** INFORMATION SUPPLIED follows **

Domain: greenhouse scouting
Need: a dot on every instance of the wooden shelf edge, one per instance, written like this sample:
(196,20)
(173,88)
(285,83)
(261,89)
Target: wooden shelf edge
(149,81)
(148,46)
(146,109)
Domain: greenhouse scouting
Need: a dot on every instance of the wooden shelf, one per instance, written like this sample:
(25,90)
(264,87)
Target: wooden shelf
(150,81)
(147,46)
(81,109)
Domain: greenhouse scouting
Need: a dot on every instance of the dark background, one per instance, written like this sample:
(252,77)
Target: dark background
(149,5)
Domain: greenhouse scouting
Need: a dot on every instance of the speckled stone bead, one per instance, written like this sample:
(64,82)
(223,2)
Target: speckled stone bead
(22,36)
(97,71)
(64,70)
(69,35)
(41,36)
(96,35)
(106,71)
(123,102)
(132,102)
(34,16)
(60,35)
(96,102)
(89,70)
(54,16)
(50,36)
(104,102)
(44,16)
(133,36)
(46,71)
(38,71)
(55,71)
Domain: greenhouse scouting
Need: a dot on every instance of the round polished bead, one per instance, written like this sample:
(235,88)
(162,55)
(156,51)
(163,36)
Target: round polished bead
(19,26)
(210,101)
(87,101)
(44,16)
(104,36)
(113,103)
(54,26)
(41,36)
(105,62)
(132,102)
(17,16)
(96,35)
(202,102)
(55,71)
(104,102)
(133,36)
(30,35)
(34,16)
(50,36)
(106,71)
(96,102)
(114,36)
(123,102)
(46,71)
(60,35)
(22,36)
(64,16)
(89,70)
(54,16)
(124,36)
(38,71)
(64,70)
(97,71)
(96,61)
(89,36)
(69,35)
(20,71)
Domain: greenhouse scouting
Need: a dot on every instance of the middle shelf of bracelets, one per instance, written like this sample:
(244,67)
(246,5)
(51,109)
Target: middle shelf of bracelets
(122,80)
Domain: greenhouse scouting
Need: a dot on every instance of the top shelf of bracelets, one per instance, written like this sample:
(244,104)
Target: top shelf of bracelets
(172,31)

** End of INFORMATION SUPPLIED **

- TASK GOAL: Retype every record above exactly as it stands.

- RESPONSE AREA:
Domain: greenhouse scouting
Need: a dot on every instance of the wooden shelf edge, one per instance, written like this sample:
(196,20)
(173,88)
(285,83)
(261,89)
Target: wooden shelf edge
(149,81)
(148,46)
(146,109)
Domain: greenhouse scouting
Need: a dot on every instance of the wooden shelf, one per instance, written like this sample:
(25,90)
(264,87)
Target: wooden shelf
(150,81)
(147,46)
(81,109)
Domain: greenhouse scouting
Need: a dot on every instance of the dark background, one per instance, written like this sample:
(252,77)
Target: dark background
(149,5)
Domain: greenhouse scouting
Need: a dot on every instance of the speckled stone bead, one per instance, written like this sample:
(64,82)
(223,2)
Target: speckled stone bead
(22,36)
(97,71)
(64,70)
(69,35)
(41,36)
(96,35)
(106,71)
(123,102)
(132,102)
(34,16)
(60,35)
(96,102)
(89,70)
(54,16)
(50,36)
(104,102)
(44,16)
(133,36)
(46,71)
(38,71)
(55,71)
Domain: greenhouse scouting
Need: a dot on every instance of the round polished bead, one per instance, written like this sample:
(235,88)
(162,55)
(156,51)
(163,36)
Target: round polished bead
(19,26)
(210,101)
(87,101)
(44,16)
(104,36)
(113,103)
(54,26)
(41,36)
(105,62)
(132,102)
(17,16)
(96,35)
(202,102)
(55,71)
(104,102)
(133,36)
(30,35)
(34,16)
(50,36)
(106,71)
(96,102)
(114,36)
(123,102)
(46,71)
(60,35)
(22,36)
(64,16)
(89,70)
(54,16)
(124,36)
(38,71)
(64,70)
(97,71)
(96,61)
(89,36)
(69,35)
(20,71)
Domain: greenhouse scouting
Need: a dot on every instance of the middle shelf of bracelets, one per instance, written like this sample:
(244,67)
(246,5)
(51,109)
Target: middle shelf of bracelets
(122,80)
Domain: greenhouse scouting
Need: a dot on every instance of the top shelf of bracelets, one per instance, written like this sample:
(244,104)
Target: top shelf of bracelets
(172,31)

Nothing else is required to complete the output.